TAREFAS A REALIZAR.
- a) Transcreva, do texto sobre o jus variandi, o trecho que vai de "Em caso de progresso" até "rebus sic stantibus.".
- b) Dê continuidade ao texto sobre o jus variandi, começando logo após a última frase apresentada.

TRECHO.
******
Além do mais, estando o empregado subordinado permanentemente às ordens de seu empregador, este, por necessidade de serviço, pode variar a produção de seu subalterno, sem que tal questão represente prejuízo ou desrespeito ao pactuado inicialmente.

O jus variandi decorre, por conseguinte, do próprio poder de mando do empregador, que somente deve ser exercido em casos especiais, excepcionais e transitórios, não caracterizando, em nenhum momento, a novação contratual. Poder-se-ia citar, como exemplo, a prorrogação da jornada de trabalho por necessidade imperiosa do serviço ou, ainda, por força maior, quando o aumento de produção será o fator preponderante do ato praticado pelo empregador.

No mesmo sentido tem-se manifestado a jurisprudência, considerando que "não constitui alteração unilateral do contrato o acréscimo diário de 45 minutos na jornada de trabalho, para completar o horário semanal estipulado no pacto laboral. Precedentes do TFR. Incabível, por isso, a concessão de horas extras".4

O Tribunal Superior do Trabalho considerou também incorrer "alteração contratual quando o deslocamento para nova frente de trabalho não acarreta a mudança de domicílio dos empregados e o acréscimo com despesas de transporte é ressarcido".5

Em caso de progresso tecnológico que proporcione ao empregado, remunerado por peça ou tarefa, um aumento de produção independente de seu próprio esforço, poderá ocorrer a modificação do contrato (preço tarifário), ajustando-o ao valor real inicialmente pactuado, em perfeita consonância com a cláusula rebus sic stantibus.

O jus variandi poderá ser exercido pelo empregador na modificação do horário do empregado dentro do mesmo turno da jornada de trabalho, respeitadas as garantias adiante examinadas. No exercício de seu jus variandi, o empregador não deve exceder os limites impostos pelo fim econômico e social de seu direito, pela boa-fé ou pelos bons costumes (art. 187 do CC).
******
DADOS BRUTOS.
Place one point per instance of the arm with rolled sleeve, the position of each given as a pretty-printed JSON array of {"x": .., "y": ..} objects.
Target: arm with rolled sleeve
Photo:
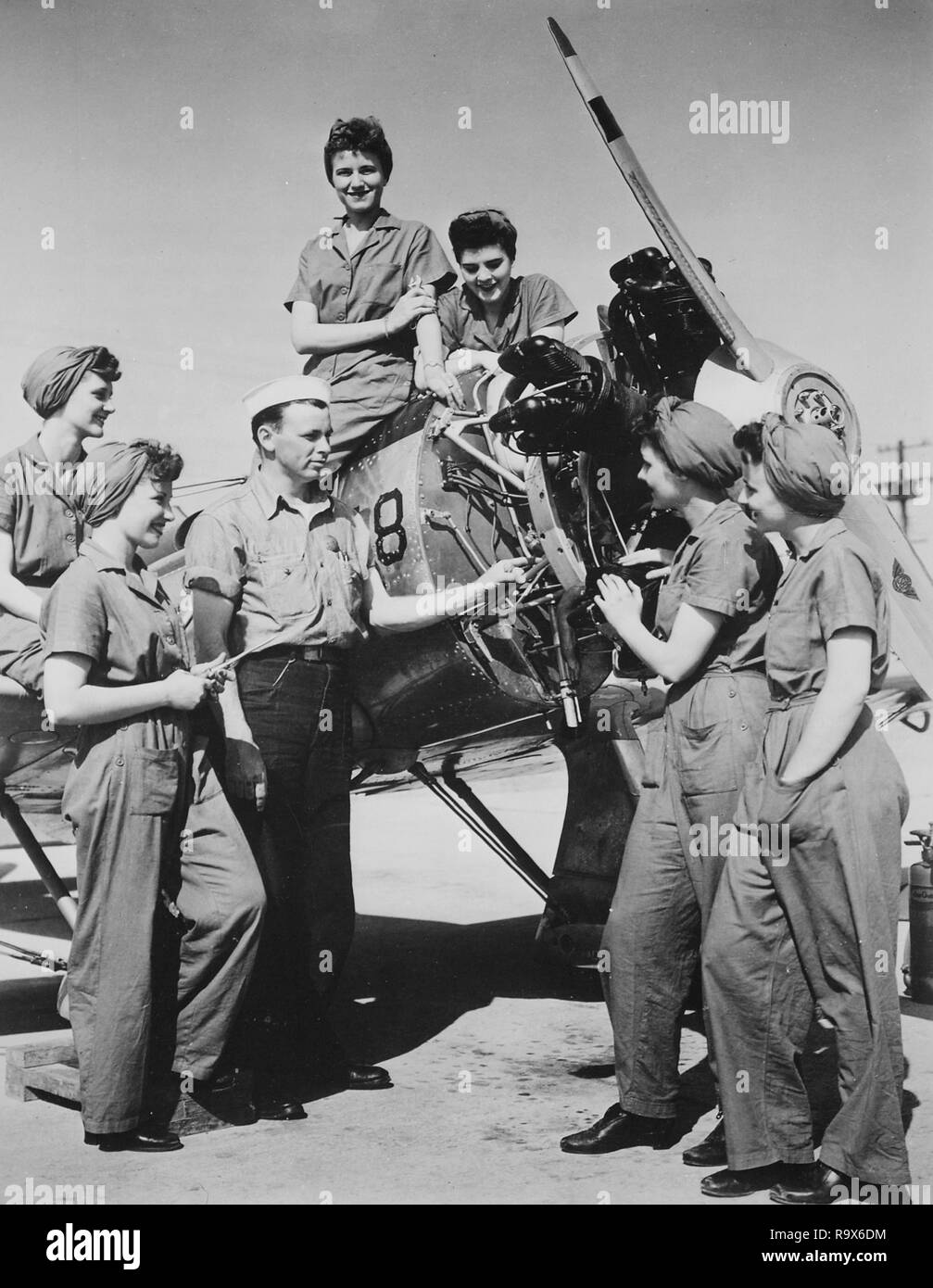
******
RESPOSTAS POR TAREFA.
- a)
Em caso de progresso tecnológico que proporcione ao empregado, remunerado por peça ou tarefa, um aumento de produção independente de seu próprio esforço, poderá ocorrer a modificação do contrato (preço tarifário), ajustando-o ao valor real inicialmente pactuado, em perfeita consonância com a cláusula rebus sic stantibus.

- b)
Outro limite a ser guardado pelo empregador no exercício de seu jus variandi é o relativo à função social do contrato (art. 421 do CC), devendo guardar na execução do contrato os princípios de probidade e boa-fé (art. 422 do CC).

Desnecessário, portanto, comentar-se a permissibilidade da alteração unilateral por parte do empregador, quando benéfica ao empregado, como a redução do horário de trabalho com manutenção do salário, além de outras vantagens de natureza pecuniária.

Todavia, a fim de evitar prejuízos "diretos ou indiretos" do empregado, conforme preceitua o art. 468, consolidado, há uma série de limitações à vontade do empregador, impedindo-o de modificar a forma do salário, o local de trabalho, entre outras coisas que analisamos a seguir.

3. Limitação da vontade do empregador - O art. 468 consolidado estabelece que a alteração contratual, embora com mútuo consentimento, só é lícita se não resultar, direta ou indiretamente, prejuízos ao empregado, sob pena de nulidade da cláusula infringente dessa garantia.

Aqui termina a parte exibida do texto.